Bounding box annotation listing

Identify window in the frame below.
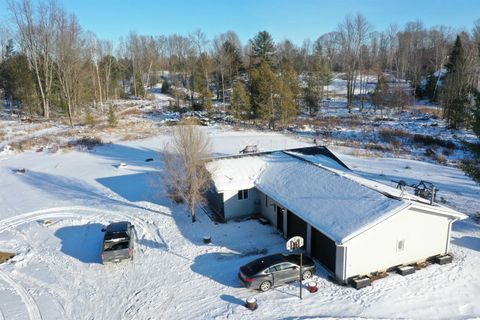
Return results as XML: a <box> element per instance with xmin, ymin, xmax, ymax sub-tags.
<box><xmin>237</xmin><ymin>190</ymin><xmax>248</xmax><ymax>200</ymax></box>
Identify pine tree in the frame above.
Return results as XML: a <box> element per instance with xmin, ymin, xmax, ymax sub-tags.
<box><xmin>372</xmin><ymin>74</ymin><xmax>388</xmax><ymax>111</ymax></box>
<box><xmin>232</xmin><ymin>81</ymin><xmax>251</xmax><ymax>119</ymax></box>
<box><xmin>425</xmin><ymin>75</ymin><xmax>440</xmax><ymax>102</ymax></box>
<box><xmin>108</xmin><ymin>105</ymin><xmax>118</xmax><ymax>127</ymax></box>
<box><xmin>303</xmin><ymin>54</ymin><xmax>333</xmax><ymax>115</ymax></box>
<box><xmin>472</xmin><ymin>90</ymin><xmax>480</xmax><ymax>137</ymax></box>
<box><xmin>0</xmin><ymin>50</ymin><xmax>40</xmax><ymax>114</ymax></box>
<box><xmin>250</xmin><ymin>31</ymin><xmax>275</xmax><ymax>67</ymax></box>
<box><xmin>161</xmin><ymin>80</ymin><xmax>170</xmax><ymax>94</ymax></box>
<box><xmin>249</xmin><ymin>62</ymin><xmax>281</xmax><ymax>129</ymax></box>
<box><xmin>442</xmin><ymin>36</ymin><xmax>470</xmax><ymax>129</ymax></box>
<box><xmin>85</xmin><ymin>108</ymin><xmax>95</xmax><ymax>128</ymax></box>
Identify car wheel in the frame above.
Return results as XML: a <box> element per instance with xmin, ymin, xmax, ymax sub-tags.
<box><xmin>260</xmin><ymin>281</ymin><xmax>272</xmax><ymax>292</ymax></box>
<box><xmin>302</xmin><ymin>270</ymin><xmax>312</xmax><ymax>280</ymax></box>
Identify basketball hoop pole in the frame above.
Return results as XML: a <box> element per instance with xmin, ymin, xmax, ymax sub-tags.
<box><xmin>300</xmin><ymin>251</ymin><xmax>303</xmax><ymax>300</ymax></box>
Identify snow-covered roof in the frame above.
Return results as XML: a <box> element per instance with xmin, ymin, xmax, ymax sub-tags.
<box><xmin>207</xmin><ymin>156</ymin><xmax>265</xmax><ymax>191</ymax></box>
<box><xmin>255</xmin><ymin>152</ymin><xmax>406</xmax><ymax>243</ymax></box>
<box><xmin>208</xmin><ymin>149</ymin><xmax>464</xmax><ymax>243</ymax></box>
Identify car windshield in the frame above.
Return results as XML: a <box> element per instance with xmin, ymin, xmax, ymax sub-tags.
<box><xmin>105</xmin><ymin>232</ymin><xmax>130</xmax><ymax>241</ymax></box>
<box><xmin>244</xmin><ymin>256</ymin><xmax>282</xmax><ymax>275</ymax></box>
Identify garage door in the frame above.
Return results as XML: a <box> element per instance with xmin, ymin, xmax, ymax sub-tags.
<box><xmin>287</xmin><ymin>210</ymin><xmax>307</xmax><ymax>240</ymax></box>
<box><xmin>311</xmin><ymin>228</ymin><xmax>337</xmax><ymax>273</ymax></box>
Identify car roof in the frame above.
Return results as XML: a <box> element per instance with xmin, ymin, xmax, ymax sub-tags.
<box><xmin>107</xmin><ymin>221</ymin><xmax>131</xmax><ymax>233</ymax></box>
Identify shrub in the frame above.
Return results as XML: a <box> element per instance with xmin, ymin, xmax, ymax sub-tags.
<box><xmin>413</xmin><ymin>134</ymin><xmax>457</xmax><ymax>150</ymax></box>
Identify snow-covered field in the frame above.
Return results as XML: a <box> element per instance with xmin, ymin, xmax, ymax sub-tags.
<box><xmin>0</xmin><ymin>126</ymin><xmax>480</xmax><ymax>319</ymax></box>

### Task statement
Write out the listing again, starting with the line with "Identify car windshield in the frame above." and going on through the end, with "Identify" replaced by "Locate" and everything else unchanged.

### The solution
Locate car windshield in the frame above.
Return results as XML: a <box> element per instance with xmin, ymin, xmax, ymax sub-tags.
<box><xmin>105</xmin><ymin>232</ymin><xmax>130</xmax><ymax>241</ymax></box>
<box><xmin>244</xmin><ymin>256</ymin><xmax>282</xmax><ymax>275</ymax></box>
Locate garage door in the frame above.
Return results as XML: a <box> element per instance with xmin, ymin, xmax, ymax sub-tags.
<box><xmin>287</xmin><ymin>210</ymin><xmax>307</xmax><ymax>240</ymax></box>
<box><xmin>311</xmin><ymin>228</ymin><xmax>337</xmax><ymax>273</ymax></box>
Locate car roof in the frame above.
Return results as XML: a <box> element per instance with xmin, ymin, xmax, ymax sub-tags.
<box><xmin>107</xmin><ymin>221</ymin><xmax>131</xmax><ymax>233</ymax></box>
Locate shrub in the frame above.
Return results as XML: a <box> element per instance with xmin, ymin, xmax, ymax sub-tags.
<box><xmin>413</xmin><ymin>134</ymin><xmax>457</xmax><ymax>150</ymax></box>
Locate snow-covered field in the frame above.
Return results as XML: a <box> element per instance with xmin, ymin, xmax, ymax sub-tags.
<box><xmin>0</xmin><ymin>126</ymin><xmax>480</xmax><ymax>319</ymax></box>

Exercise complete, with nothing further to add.